▶ [Stated goal] Find every line in the items below that contains the word "yellow" with matching case, and copy each of those lines.

▶ [Task input]
------------------------------------

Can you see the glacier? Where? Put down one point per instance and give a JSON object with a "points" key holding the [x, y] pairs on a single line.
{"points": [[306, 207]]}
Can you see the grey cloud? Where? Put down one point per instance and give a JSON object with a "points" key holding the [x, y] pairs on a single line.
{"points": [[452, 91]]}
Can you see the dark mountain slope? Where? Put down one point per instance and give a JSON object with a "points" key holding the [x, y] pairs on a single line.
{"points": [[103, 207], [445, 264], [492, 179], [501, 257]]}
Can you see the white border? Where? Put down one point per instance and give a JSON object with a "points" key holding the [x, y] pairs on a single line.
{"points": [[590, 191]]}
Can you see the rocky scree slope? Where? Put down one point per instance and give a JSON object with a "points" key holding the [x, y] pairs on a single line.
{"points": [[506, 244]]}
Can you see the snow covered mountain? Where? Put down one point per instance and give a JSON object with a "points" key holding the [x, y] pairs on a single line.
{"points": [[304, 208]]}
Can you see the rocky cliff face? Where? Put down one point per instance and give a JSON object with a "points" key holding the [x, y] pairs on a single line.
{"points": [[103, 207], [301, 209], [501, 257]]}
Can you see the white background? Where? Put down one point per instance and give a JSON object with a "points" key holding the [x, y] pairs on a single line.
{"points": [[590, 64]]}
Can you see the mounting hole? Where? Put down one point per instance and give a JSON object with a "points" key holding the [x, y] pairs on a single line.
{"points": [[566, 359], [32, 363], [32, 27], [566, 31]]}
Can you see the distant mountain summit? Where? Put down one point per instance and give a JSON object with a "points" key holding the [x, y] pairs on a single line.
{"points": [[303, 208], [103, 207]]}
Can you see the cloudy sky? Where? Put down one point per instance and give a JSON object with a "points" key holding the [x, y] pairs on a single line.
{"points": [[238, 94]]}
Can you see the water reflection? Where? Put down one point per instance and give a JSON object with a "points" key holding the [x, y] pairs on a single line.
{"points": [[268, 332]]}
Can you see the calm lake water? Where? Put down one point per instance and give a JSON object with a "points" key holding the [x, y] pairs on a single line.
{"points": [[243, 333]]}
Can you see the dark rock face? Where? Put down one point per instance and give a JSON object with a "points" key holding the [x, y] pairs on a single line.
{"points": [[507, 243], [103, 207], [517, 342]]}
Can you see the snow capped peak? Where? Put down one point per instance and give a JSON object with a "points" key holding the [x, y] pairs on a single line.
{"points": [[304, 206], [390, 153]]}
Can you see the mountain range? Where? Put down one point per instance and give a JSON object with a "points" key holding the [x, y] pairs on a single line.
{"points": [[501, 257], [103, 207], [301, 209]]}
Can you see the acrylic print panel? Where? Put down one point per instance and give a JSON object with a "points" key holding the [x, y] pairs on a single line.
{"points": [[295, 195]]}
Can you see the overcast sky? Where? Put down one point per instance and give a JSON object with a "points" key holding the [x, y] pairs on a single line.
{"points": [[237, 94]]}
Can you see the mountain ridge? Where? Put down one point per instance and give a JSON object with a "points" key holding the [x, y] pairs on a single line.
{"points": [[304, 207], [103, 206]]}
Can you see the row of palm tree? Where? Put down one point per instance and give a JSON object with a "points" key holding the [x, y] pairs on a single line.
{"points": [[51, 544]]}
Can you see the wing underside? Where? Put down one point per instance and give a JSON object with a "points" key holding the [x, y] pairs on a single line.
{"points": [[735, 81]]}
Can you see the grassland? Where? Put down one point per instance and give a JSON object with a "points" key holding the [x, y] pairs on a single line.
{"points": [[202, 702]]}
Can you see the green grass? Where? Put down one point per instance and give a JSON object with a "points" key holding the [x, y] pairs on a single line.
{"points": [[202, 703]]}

------------------------------------

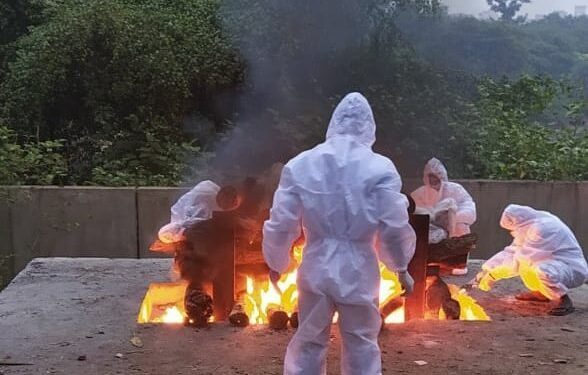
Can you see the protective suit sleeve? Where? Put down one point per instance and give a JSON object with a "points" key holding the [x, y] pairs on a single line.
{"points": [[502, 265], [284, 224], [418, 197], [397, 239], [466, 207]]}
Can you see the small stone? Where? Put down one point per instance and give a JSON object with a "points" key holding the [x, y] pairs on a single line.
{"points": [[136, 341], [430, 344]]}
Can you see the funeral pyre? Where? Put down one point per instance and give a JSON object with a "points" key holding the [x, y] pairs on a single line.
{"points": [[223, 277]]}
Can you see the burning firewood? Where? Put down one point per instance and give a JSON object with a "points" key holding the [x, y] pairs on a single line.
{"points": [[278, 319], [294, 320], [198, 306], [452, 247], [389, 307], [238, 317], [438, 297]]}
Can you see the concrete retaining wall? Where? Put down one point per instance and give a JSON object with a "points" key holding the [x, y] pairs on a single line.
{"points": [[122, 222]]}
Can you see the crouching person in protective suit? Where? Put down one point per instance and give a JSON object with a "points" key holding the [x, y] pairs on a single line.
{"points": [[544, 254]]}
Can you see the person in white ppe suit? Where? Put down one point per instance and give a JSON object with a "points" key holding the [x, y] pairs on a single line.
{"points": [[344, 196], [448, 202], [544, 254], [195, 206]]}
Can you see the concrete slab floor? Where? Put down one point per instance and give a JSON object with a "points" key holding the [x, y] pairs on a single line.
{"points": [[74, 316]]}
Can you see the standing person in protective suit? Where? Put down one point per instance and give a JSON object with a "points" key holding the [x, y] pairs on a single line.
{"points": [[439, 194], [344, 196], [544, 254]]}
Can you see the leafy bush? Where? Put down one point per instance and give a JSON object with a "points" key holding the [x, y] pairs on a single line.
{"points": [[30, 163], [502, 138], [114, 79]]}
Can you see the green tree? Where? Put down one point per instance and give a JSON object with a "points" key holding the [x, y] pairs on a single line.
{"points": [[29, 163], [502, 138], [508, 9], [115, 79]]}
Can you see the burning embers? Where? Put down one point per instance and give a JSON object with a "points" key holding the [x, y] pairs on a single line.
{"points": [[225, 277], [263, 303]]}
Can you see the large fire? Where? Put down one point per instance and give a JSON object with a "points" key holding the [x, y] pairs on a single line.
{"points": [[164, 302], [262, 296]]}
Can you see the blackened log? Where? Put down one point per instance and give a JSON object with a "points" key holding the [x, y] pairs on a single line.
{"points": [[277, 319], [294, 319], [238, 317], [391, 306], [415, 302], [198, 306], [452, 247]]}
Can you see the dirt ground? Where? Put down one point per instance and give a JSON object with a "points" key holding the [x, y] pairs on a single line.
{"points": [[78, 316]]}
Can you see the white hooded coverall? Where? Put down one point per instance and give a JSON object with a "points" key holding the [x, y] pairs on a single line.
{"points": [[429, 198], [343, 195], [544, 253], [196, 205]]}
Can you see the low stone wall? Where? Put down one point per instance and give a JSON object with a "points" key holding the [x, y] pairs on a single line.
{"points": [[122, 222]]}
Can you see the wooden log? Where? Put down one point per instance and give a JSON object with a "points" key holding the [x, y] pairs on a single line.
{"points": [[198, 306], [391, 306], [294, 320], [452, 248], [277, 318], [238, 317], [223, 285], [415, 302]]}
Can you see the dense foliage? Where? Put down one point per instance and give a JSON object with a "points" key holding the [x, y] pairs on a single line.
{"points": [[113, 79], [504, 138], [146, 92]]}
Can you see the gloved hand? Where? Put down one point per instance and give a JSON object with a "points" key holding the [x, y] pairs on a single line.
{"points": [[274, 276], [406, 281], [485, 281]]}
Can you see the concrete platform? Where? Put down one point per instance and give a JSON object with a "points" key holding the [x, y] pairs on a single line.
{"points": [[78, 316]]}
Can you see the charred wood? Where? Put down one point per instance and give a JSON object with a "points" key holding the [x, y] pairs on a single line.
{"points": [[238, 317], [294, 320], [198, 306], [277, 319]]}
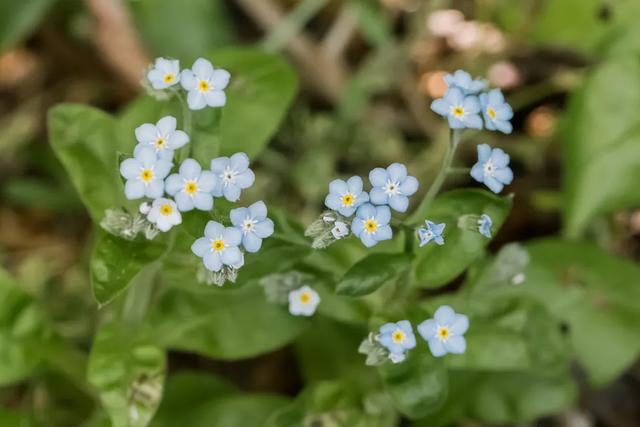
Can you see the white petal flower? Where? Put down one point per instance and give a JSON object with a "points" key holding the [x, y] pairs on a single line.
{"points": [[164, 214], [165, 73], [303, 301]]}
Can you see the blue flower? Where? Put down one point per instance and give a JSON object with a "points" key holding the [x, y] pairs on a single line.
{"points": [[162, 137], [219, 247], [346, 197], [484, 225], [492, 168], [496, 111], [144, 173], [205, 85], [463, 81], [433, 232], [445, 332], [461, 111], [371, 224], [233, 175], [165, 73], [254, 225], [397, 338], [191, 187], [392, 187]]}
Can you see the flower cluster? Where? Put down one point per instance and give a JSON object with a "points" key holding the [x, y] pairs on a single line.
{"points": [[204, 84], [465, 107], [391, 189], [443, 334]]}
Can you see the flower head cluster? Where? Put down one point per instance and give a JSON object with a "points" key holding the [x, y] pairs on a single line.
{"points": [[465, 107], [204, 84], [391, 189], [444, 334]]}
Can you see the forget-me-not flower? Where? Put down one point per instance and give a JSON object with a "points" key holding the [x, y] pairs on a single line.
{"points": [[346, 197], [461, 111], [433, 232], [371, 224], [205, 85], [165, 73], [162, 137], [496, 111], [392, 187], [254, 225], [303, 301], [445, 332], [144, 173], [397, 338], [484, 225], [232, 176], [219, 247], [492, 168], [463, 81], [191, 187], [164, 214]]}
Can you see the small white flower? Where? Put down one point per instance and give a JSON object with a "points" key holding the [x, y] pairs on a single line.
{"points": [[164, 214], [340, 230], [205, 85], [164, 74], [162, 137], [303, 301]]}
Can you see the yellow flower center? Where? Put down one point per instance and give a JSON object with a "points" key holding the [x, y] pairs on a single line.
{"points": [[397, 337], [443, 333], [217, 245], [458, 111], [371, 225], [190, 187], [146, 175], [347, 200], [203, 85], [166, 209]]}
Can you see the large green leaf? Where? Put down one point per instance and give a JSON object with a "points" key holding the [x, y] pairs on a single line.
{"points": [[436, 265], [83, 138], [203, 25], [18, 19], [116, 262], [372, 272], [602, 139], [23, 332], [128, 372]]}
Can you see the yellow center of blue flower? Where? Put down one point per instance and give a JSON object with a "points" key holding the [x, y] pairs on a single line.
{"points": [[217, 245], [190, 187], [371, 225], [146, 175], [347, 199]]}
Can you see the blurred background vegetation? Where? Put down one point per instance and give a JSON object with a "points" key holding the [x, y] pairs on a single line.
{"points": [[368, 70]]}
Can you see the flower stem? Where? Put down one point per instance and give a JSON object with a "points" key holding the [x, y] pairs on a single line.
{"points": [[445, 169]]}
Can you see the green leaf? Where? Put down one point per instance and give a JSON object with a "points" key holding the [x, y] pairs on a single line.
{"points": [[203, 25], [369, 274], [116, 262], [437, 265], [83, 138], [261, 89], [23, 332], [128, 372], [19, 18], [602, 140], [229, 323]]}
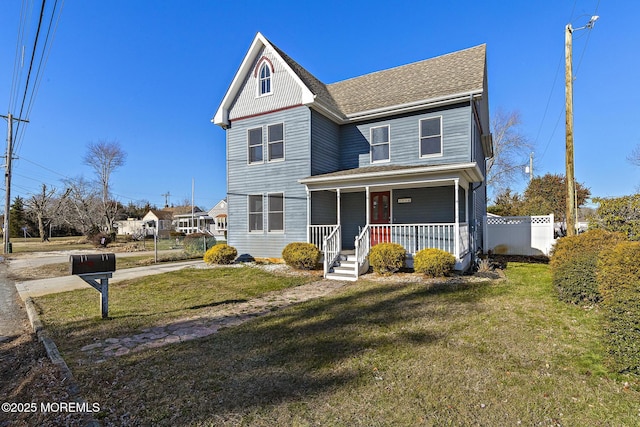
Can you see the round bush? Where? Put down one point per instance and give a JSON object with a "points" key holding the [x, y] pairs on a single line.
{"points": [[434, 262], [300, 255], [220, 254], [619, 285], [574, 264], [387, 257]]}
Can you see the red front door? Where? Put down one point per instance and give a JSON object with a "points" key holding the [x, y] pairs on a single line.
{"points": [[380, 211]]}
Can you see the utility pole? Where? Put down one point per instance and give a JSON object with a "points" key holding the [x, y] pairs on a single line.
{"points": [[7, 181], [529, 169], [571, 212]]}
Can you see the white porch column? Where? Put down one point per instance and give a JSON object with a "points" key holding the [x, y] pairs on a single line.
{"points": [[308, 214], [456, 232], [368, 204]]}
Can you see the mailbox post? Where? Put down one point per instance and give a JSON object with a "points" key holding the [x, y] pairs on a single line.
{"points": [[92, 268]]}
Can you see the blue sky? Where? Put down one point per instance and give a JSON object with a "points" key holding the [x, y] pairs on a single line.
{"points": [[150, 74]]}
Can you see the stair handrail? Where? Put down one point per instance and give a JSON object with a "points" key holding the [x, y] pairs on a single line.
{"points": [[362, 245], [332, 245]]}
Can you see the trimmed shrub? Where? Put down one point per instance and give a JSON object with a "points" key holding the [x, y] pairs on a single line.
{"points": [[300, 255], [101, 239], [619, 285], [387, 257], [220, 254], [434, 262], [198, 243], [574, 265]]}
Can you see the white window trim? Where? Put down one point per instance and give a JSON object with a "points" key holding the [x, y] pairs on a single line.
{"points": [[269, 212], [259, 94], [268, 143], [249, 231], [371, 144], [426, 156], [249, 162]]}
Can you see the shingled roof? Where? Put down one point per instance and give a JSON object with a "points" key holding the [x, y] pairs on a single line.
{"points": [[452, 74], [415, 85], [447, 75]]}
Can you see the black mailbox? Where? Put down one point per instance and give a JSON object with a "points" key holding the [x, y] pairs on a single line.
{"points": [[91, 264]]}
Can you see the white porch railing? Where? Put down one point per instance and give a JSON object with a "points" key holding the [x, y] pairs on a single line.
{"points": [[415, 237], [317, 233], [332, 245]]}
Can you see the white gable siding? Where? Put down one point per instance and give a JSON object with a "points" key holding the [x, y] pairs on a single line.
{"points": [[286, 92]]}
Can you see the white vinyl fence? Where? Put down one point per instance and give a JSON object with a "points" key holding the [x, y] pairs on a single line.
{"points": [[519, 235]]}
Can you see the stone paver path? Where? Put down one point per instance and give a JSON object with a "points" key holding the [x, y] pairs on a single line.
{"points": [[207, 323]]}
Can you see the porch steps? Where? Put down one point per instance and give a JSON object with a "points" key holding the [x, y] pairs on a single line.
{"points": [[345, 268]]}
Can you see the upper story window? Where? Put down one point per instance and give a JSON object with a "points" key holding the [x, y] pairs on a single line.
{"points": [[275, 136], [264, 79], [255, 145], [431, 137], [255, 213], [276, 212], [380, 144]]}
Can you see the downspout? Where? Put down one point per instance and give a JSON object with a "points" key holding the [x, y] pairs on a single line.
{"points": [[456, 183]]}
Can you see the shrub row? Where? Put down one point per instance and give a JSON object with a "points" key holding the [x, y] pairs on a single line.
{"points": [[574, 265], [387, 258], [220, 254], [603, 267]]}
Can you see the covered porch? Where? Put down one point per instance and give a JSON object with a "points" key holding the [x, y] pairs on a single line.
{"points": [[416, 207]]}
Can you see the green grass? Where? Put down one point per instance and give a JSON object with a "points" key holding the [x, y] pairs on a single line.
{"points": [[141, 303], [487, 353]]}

------------------------------------

▶ [Solution to the problem]
Can you see the yellow flower center? Where? Put down one point per instance and give a JSON object with a "points" key holding the [x, y] pairs on a single line.
Can you see the yellow center of blue flower? Where? Put down one point per instance and give a JSON object with a "points" key holding the [x, y] pairs on a single line.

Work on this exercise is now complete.